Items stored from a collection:
--- Start ---

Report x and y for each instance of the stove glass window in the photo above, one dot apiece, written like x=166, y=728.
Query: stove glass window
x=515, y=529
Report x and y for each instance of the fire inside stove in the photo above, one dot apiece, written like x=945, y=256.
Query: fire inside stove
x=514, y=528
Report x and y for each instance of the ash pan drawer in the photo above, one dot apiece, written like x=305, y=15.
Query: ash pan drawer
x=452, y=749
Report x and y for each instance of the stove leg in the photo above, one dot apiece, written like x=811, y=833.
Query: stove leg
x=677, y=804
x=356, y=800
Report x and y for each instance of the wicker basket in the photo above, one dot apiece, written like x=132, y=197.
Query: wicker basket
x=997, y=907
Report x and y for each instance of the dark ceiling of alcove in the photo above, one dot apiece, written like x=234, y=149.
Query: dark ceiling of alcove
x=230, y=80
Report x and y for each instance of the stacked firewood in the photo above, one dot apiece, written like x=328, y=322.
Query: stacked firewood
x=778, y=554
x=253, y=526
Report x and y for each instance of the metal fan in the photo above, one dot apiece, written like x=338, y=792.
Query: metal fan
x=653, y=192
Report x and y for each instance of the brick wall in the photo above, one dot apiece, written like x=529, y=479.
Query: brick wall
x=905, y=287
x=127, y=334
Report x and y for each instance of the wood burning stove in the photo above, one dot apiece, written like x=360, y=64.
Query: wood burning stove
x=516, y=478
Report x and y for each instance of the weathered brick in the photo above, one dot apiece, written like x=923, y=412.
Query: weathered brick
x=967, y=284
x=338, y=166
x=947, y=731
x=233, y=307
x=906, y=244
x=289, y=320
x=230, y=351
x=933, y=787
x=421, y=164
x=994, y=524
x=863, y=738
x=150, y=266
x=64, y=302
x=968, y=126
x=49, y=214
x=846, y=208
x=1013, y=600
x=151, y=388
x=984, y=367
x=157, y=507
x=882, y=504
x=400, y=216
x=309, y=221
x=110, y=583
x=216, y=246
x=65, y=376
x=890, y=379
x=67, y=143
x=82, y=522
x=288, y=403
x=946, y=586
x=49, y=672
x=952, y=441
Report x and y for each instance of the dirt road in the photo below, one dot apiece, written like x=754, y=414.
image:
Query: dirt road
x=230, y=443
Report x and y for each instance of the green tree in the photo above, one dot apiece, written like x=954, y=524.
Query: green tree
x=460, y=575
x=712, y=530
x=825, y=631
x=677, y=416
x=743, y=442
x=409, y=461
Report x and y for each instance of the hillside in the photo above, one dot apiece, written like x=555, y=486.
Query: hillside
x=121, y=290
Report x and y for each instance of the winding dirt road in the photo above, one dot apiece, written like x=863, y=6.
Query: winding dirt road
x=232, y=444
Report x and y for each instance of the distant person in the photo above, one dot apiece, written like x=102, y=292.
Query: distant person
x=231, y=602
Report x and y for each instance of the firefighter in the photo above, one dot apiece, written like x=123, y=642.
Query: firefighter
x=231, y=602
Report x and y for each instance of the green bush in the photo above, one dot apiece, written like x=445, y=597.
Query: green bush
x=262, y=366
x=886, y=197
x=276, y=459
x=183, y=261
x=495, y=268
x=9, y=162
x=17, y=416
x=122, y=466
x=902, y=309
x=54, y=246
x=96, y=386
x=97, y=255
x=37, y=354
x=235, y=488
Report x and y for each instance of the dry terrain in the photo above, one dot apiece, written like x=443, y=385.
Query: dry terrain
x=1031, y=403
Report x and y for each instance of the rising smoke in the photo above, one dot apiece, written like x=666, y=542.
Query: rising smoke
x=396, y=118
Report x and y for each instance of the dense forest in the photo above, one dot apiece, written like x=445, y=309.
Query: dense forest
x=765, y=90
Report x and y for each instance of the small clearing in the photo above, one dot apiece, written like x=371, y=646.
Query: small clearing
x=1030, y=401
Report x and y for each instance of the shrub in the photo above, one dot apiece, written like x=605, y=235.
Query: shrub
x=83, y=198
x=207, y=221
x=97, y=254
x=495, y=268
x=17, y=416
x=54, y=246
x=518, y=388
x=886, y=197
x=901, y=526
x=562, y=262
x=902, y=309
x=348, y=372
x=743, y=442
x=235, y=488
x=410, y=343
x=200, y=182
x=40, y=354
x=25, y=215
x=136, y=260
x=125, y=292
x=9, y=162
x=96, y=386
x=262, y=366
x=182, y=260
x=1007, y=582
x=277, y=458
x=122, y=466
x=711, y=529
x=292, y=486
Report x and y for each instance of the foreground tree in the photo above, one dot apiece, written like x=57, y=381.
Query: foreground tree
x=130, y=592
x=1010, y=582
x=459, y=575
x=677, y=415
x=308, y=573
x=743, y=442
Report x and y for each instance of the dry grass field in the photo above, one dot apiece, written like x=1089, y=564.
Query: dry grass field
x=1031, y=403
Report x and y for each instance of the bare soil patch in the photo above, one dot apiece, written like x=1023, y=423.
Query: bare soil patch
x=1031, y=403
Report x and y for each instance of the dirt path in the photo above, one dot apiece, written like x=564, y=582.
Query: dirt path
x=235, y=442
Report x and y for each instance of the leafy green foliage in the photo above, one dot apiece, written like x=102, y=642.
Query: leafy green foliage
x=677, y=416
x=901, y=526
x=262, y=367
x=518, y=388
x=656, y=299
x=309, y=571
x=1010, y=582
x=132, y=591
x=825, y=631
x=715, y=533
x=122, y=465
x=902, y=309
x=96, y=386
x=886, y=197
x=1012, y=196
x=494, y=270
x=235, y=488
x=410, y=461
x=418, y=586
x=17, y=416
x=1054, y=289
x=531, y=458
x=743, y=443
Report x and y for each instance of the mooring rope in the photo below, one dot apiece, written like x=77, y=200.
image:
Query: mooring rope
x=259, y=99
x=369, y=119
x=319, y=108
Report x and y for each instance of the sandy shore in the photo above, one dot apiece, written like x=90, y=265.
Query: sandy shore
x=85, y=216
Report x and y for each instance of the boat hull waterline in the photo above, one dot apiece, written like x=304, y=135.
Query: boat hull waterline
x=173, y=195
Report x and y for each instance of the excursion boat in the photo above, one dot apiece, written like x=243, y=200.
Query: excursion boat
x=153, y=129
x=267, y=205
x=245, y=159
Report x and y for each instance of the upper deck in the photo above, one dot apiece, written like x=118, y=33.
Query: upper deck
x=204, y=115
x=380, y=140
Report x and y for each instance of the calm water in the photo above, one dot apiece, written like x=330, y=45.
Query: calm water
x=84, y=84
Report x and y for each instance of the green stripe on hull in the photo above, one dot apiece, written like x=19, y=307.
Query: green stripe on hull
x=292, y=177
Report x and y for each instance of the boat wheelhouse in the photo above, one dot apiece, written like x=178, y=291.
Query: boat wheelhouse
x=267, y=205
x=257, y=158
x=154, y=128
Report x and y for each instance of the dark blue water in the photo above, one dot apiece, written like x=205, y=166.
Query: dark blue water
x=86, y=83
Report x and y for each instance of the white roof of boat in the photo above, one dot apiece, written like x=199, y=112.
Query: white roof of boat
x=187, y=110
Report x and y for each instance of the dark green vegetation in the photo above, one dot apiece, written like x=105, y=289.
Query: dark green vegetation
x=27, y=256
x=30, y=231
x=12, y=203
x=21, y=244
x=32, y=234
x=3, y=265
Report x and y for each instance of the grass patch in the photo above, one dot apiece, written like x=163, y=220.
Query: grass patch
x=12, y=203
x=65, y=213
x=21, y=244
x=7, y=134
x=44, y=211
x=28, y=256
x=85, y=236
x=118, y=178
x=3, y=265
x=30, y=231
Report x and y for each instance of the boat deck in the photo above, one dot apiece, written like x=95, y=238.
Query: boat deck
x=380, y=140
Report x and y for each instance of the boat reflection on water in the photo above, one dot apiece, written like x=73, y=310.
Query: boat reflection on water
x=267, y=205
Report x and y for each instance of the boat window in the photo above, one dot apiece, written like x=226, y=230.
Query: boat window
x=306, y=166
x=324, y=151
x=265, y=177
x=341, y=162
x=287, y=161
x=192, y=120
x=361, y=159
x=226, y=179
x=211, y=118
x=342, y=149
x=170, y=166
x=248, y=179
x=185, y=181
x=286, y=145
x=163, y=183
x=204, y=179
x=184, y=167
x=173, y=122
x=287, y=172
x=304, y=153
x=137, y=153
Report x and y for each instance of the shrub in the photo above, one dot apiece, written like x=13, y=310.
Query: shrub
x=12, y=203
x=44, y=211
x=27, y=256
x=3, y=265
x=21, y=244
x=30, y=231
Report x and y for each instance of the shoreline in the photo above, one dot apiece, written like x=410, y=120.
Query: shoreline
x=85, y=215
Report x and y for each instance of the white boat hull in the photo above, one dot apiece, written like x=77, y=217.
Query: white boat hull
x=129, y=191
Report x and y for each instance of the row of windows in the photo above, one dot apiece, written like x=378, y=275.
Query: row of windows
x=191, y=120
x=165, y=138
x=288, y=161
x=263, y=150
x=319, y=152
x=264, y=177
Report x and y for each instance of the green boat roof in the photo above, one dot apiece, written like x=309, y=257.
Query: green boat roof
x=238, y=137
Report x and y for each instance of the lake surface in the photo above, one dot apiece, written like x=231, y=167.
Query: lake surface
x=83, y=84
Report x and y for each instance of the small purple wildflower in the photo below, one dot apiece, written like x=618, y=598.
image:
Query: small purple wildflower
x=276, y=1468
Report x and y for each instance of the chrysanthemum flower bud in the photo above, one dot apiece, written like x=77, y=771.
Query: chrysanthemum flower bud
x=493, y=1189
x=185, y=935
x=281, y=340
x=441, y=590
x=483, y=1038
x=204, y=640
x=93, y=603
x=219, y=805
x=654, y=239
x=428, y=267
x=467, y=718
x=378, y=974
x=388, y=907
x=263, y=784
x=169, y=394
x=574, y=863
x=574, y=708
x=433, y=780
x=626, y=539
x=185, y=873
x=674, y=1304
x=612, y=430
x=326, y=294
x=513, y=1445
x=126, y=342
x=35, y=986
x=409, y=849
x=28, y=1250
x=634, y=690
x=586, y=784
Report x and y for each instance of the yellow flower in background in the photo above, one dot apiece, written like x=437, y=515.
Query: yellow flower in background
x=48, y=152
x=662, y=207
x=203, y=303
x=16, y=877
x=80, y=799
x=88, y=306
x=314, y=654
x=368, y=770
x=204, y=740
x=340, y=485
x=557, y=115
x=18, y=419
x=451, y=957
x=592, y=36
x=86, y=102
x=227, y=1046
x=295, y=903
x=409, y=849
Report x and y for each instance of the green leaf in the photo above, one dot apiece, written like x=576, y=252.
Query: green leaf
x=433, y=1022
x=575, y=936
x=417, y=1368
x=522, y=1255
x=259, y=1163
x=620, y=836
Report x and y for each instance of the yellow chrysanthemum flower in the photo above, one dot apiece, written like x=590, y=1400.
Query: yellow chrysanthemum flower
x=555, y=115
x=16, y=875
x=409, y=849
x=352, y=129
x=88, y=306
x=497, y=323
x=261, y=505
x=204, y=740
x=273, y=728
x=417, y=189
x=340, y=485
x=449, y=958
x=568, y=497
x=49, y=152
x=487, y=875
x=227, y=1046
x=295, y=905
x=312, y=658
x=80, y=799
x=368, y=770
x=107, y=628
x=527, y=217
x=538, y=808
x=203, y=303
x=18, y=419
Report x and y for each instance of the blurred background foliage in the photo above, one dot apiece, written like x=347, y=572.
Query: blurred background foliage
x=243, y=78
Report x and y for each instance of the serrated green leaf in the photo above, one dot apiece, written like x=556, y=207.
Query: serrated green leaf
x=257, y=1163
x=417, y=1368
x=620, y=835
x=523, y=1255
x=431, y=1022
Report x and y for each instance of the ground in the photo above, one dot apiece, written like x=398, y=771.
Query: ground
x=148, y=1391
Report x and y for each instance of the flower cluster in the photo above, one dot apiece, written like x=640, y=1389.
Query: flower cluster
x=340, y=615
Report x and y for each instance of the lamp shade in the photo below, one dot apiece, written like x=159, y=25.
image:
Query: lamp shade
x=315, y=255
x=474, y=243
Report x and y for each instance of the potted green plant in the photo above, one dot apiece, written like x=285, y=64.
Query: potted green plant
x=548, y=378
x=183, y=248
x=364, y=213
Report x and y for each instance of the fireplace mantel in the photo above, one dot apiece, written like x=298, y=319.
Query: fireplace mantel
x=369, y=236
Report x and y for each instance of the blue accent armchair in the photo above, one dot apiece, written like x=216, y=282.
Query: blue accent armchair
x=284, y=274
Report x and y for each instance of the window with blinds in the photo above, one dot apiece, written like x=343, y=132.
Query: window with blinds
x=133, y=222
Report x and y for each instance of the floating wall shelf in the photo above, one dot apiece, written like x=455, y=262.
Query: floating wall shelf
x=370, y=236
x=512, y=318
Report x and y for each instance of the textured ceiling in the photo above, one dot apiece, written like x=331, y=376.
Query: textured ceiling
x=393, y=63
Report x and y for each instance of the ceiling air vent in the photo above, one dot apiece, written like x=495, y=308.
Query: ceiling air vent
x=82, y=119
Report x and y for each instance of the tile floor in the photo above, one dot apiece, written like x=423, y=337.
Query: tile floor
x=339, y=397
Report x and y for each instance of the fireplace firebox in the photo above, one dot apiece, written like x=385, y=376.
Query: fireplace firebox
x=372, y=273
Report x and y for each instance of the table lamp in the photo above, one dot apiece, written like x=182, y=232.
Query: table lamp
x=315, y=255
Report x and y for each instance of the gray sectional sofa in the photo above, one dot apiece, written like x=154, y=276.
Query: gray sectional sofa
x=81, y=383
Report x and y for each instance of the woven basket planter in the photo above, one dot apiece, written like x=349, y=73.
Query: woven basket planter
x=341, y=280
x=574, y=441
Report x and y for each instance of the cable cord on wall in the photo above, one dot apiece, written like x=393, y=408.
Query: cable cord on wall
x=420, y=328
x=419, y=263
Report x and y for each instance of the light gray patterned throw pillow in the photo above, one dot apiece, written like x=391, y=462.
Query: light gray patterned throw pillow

--- End ---

(Written exercise):
Return verbatim everything in the listing above, from its first line down through the line containing "x=452, y=749". Include both end lines.

(Expected answer):
Report x and y for each instance of the stove glass window in the photo above, one dot apiece, written like x=166, y=728.
Query: stove glass window
x=515, y=529
Report x and y for each instance of the fire inside stove in the photo above, one dot apiece, written like x=945, y=256.
Query: fire inside stove
x=514, y=528
Report x and y for each instance of the ash pan drawer in the photo above, one dot apiece, written like x=305, y=15.
Query: ash pan drawer
x=452, y=749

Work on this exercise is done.